• **REQUEST**: Retype the material below word for word, keeping every line as it is.

• **INPUT RECORDS**:
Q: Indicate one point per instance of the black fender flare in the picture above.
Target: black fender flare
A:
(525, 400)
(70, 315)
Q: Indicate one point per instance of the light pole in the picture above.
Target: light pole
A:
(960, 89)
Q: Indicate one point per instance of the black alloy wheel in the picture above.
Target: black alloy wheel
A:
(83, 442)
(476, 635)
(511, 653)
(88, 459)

• **WORKED ANSWER**:
Q: Indicate one point per instance of the black fender flare in the picture above.
Target: black fender flare
A:
(525, 400)
(70, 315)
Q: Indicate one point per instance of the light pole in the picture above.
Target: light pole
A:
(960, 89)
Q: Indicate one point per instance of the black alloy wheel in the picture above.
Target: black alloy wheel
A:
(83, 442)
(476, 635)
(511, 653)
(88, 459)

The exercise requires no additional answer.